§ TASK GOAL
In the entries that follow, find every line containing "Return" and copy it.

(Stored items)
● ● ● ● ●
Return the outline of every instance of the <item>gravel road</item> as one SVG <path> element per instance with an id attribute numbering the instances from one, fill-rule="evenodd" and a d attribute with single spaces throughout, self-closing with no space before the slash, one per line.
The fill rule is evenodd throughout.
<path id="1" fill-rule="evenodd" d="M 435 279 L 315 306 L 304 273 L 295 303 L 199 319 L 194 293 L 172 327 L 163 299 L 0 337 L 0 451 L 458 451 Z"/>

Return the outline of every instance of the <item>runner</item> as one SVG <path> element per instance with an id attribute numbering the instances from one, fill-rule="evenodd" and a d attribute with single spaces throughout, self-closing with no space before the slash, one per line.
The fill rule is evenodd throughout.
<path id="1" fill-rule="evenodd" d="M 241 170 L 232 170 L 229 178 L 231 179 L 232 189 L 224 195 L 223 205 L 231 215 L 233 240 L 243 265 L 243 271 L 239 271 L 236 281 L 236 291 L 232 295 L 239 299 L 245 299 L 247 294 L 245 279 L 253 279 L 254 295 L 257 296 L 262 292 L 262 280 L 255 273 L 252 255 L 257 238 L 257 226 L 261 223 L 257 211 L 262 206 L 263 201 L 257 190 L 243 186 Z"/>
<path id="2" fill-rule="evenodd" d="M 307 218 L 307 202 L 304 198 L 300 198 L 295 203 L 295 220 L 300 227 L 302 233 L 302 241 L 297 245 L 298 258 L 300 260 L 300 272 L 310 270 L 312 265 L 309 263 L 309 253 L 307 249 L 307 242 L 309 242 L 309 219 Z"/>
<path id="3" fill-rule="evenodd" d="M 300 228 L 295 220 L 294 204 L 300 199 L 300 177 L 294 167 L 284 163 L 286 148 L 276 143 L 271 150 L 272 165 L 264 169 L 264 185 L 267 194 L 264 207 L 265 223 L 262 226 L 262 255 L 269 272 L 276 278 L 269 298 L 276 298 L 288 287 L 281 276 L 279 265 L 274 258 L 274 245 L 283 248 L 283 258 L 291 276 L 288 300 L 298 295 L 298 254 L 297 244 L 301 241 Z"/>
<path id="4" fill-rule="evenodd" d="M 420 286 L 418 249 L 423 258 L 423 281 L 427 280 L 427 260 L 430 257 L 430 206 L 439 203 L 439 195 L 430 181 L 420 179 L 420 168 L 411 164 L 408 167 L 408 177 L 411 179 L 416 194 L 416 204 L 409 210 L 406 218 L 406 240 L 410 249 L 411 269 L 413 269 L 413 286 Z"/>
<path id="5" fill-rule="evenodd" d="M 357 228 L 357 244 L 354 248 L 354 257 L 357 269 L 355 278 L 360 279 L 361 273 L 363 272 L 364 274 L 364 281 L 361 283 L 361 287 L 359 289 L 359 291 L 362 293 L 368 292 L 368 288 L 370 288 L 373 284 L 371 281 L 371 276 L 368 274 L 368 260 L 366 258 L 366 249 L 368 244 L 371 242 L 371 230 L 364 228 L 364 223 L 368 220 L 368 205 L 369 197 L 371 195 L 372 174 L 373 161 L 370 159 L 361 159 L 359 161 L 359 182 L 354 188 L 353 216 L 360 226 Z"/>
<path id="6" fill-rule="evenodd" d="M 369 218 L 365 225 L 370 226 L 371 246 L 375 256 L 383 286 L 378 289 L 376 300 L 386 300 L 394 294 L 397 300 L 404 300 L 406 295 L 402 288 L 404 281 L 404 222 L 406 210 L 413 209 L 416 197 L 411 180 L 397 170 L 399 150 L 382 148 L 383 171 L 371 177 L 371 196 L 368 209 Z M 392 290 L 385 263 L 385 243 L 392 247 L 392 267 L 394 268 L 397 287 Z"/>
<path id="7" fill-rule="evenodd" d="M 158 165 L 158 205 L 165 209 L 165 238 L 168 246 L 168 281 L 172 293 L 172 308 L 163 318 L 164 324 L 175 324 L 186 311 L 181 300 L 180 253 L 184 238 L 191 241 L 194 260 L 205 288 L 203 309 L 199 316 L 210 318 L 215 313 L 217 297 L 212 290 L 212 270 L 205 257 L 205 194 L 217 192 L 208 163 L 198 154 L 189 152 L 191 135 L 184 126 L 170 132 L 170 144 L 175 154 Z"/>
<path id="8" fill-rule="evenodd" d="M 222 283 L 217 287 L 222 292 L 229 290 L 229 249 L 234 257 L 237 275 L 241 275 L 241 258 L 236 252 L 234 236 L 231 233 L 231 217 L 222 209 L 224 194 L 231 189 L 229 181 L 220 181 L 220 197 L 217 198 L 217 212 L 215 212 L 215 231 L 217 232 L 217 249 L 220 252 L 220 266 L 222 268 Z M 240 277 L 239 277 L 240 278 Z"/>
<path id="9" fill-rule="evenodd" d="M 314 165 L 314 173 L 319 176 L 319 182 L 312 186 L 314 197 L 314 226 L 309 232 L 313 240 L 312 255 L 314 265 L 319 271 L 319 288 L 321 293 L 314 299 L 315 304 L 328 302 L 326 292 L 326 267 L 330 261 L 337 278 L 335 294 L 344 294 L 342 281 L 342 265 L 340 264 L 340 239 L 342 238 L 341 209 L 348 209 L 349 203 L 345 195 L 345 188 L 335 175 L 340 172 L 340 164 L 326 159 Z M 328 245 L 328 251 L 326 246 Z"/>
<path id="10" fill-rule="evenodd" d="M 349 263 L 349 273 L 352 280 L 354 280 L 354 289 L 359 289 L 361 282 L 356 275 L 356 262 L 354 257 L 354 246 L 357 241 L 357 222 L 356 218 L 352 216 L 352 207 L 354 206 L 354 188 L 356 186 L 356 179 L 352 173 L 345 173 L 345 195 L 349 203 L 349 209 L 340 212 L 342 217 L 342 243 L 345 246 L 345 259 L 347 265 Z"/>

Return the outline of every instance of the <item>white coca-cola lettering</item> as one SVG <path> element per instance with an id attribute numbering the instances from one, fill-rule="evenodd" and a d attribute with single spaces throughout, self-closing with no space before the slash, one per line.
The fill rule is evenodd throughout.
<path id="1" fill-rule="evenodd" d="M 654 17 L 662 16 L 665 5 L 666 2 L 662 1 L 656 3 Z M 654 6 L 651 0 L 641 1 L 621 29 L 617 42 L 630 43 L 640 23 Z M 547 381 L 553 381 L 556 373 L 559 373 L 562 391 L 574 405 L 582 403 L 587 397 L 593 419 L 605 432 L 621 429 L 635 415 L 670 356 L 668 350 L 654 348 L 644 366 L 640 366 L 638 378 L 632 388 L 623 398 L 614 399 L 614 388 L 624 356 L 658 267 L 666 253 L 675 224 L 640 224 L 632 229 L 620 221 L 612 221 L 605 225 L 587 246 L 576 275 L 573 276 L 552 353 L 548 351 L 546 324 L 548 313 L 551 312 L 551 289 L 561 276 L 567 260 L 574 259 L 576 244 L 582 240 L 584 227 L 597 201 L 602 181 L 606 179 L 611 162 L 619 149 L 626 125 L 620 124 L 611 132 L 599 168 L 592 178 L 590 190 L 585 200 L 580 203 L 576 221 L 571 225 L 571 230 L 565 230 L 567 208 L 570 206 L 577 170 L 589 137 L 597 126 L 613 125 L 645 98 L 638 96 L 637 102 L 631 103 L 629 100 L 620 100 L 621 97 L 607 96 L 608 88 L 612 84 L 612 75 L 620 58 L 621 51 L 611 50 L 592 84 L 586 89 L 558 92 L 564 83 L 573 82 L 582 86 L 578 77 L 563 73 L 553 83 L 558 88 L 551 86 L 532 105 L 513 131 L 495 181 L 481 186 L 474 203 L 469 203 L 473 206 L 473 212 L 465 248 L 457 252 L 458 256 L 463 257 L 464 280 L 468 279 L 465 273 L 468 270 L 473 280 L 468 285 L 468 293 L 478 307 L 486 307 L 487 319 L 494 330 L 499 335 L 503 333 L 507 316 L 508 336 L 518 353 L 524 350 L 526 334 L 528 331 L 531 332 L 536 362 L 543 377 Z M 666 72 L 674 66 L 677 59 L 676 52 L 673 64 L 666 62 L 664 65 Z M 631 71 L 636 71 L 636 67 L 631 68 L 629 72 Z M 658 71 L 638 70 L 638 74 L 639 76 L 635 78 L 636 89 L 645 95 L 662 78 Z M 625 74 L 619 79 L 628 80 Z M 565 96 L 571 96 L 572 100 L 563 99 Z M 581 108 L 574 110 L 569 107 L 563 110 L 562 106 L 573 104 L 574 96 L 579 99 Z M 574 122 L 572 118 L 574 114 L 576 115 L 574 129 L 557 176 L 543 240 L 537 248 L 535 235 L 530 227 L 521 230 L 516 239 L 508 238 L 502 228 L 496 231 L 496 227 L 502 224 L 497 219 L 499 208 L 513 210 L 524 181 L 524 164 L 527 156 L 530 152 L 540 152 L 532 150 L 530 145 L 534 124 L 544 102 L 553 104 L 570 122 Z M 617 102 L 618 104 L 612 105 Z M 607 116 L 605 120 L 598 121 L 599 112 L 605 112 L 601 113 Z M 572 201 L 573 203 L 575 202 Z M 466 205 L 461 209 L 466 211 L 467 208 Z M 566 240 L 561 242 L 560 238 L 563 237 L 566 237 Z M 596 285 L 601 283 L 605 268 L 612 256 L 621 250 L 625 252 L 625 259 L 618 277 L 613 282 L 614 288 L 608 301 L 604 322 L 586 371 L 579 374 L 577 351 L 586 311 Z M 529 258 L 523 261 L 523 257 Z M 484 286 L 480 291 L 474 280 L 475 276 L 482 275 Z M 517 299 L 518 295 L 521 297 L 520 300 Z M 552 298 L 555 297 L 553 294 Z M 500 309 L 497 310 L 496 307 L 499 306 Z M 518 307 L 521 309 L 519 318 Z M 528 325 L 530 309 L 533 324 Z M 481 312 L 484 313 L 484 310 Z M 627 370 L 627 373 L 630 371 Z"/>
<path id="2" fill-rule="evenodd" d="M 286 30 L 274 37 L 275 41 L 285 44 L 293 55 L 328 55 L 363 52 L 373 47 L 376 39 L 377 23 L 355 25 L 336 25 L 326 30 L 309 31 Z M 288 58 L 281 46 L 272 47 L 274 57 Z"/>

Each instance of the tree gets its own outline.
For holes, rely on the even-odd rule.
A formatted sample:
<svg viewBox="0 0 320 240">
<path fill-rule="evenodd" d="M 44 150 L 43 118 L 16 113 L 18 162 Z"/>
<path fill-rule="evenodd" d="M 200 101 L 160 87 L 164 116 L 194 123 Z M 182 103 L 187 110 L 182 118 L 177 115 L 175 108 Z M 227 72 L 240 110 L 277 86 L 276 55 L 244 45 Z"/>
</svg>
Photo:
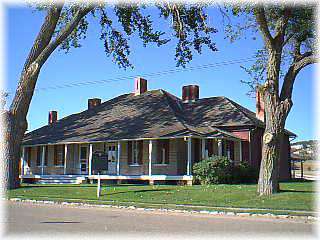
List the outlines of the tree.
<svg viewBox="0 0 320 240">
<path fill-rule="evenodd" d="M 107 8 L 104 4 L 89 3 L 55 4 L 54 1 L 37 6 L 46 11 L 46 17 L 33 43 L 21 72 L 15 96 L 8 110 L 1 111 L 4 133 L 1 142 L 1 157 L 4 163 L 4 185 L 9 188 L 19 186 L 19 159 L 21 142 L 27 129 L 26 116 L 40 71 L 58 47 L 66 52 L 70 48 L 81 47 L 89 26 L 88 15 L 101 25 L 100 39 L 107 56 L 123 68 L 132 67 L 129 60 L 129 38 L 137 33 L 143 45 L 166 44 L 171 38 L 163 38 L 163 31 L 155 31 L 151 16 L 143 14 L 145 6 L 115 5 Z M 177 39 L 175 59 L 177 65 L 184 66 L 192 60 L 194 52 L 201 53 L 202 46 L 216 51 L 211 41 L 214 28 L 206 25 L 207 15 L 200 5 L 158 4 L 159 17 L 172 19 L 171 31 Z M 112 15 L 113 14 L 113 15 Z M 113 16 L 113 17 L 112 17 Z M 116 19 L 120 27 L 114 24 Z"/>
<path fill-rule="evenodd" d="M 257 61 L 244 69 L 252 79 L 246 81 L 251 90 L 258 90 L 265 106 L 265 131 L 258 193 L 270 195 L 279 190 L 278 161 L 281 138 L 287 116 L 293 106 L 292 91 L 298 73 L 316 63 L 315 9 L 313 6 L 227 6 L 224 16 L 246 18 L 245 24 L 226 25 L 233 41 L 245 30 L 259 31 L 263 48 L 258 49 Z M 281 86 L 282 82 L 282 86 Z"/>
</svg>

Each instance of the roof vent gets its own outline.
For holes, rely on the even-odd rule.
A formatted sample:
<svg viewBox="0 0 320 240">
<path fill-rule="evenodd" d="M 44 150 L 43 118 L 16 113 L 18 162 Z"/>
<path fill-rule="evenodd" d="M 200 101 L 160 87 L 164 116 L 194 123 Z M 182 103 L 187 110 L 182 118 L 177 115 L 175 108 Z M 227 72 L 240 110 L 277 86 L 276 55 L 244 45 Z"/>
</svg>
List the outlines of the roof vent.
<svg viewBox="0 0 320 240">
<path fill-rule="evenodd" d="M 137 77 L 134 80 L 134 95 L 140 95 L 146 91 L 148 91 L 148 87 L 147 87 L 147 80 L 143 79 L 142 77 Z"/>
<path fill-rule="evenodd" d="M 88 99 L 88 109 L 92 109 L 101 104 L 100 98 L 89 98 Z"/>
<path fill-rule="evenodd" d="M 195 102 L 199 99 L 199 86 L 187 85 L 182 87 L 182 101 L 183 102 Z"/>
<path fill-rule="evenodd" d="M 48 124 L 53 124 L 58 121 L 58 112 L 57 111 L 50 111 L 48 117 Z"/>
</svg>

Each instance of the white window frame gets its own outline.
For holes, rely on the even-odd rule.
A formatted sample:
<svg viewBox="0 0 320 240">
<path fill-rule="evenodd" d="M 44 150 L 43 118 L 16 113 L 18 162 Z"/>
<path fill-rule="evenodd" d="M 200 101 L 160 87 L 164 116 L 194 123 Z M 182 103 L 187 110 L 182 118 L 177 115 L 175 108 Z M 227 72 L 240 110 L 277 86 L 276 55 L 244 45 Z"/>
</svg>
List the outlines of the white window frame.
<svg viewBox="0 0 320 240">
<path fill-rule="evenodd" d="M 138 141 L 132 141 L 132 148 L 131 148 L 132 161 L 130 166 L 140 166 L 138 162 L 138 156 L 139 156 Z"/>
<path fill-rule="evenodd" d="M 158 149 L 158 145 L 157 144 L 154 144 L 154 145 L 156 145 L 155 154 L 154 154 L 154 156 L 155 156 L 155 164 L 154 165 L 156 165 L 156 166 L 157 165 L 160 165 L 160 166 L 169 165 L 168 163 L 166 163 L 166 149 L 164 147 L 161 149 Z M 158 159 L 157 159 L 157 156 L 158 156 L 157 151 L 159 151 L 159 150 L 161 151 L 161 161 L 158 161 Z M 168 162 L 170 162 L 170 161 L 168 161 Z"/>
</svg>

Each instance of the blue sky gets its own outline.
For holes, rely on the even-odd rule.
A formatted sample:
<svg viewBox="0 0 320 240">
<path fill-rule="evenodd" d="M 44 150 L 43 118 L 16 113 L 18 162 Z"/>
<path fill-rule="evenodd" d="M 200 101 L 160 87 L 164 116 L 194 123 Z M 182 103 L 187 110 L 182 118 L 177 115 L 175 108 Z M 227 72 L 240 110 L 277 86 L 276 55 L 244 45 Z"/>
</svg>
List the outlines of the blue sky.
<svg viewBox="0 0 320 240">
<path fill-rule="evenodd" d="M 167 29 L 168 23 L 158 20 L 157 10 L 150 10 L 156 19 L 155 26 Z M 210 23 L 219 32 L 214 35 L 218 52 L 203 49 L 202 55 L 194 55 L 187 67 L 203 64 L 251 57 L 261 46 L 261 39 L 252 40 L 250 37 L 230 43 L 224 39 L 220 15 L 210 10 Z M 32 43 L 40 29 L 44 13 L 30 8 L 8 7 L 7 22 L 7 90 L 15 90 L 21 69 Z M 170 36 L 170 35 L 168 35 Z M 108 58 L 99 40 L 99 24 L 91 21 L 87 38 L 82 42 L 83 47 L 72 49 L 70 53 L 55 51 L 41 70 L 37 88 L 78 83 L 86 81 L 106 80 L 124 76 L 139 76 L 146 73 L 159 72 L 175 68 L 175 42 L 158 48 L 150 45 L 142 46 L 141 41 L 133 37 L 131 40 L 130 60 L 134 69 L 119 69 Z M 244 63 L 249 66 L 250 63 Z M 314 133 L 314 82 L 315 66 L 309 66 L 300 72 L 296 79 L 293 102 L 294 106 L 288 116 L 286 127 L 295 132 L 297 140 L 313 139 Z M 255 99 L 246 95 L 248 87 L 240 82 L 249 76 L 239 64 L 225 65 L 216 68 L 179 72 L 169 75 L 148 78 L 148 89 L 165 89 L 176 96 L 181 96 L 181 89 L 186 84 L 198 84 L 200 97 L 226 96 L 239 104 L 255 111 Z M 38 91 L 31 102 L 28 119 L 28 130 L 33 130 L 47 124 L 48 112 L 57 110 L 58 117 L 86 109 L 87 99 L 99 97 L 102 101 L 115 96 L 132 92 L 134 79 L 117 82 L 86 85 L 82 87 L 60 88 L 55 90 Z M 11 102 L 11 96 L 8 102 Z"/>
</svg>

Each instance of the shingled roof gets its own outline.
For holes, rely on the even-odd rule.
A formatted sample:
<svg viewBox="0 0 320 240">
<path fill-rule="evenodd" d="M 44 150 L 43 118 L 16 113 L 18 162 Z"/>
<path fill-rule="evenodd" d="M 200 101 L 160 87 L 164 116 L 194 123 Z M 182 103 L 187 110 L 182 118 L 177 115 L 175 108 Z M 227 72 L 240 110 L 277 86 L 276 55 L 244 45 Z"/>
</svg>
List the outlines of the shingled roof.
<svg viewBox="0 0 320 240">
<path fill-rule="evenodd" d="M 183 103 L 164 91 L 124 94 L 27 133 L 24 145 L 165 138 L 186 135 L 237 138 L 221 126 L 257 126 L 255 114 L 226 97 Z"/>
</svg>

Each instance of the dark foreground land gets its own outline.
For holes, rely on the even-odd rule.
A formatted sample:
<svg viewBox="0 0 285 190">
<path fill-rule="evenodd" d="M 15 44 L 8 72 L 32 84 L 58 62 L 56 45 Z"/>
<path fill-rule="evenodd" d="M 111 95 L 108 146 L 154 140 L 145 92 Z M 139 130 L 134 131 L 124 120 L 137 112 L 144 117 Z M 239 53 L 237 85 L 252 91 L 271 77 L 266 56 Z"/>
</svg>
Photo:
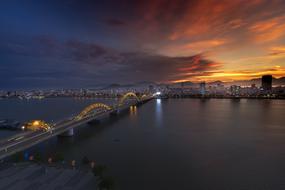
● ● ● ● ●
§ ANSWER TO THIS EXERCISE
Return the outline of every instance of the <item>gravel road</item> as one SVG <path> element per instance with an id attribute numbering the instances from one, fill-rule="evenodd" and a d attribute with single spaces throughout, self-closing with no space before the slash, one per line.
Return the outline of every instance of the <item>runner</item> as one SVG <path> element per instance with an id attribute numbering the instances from one, fill-rule="evenodd" and a d attribute with single spaces throughout, self-closing with no space before the slash, one per line.
Return the outline of every instance of the <item>white coca-cola lettering</item> as one SVG <path> element per instance with an id attribute numbering the instances from one, fill-rule="evenodd" and a d attribute with single spaces throughout, self-closing with no space before the slash, one per line.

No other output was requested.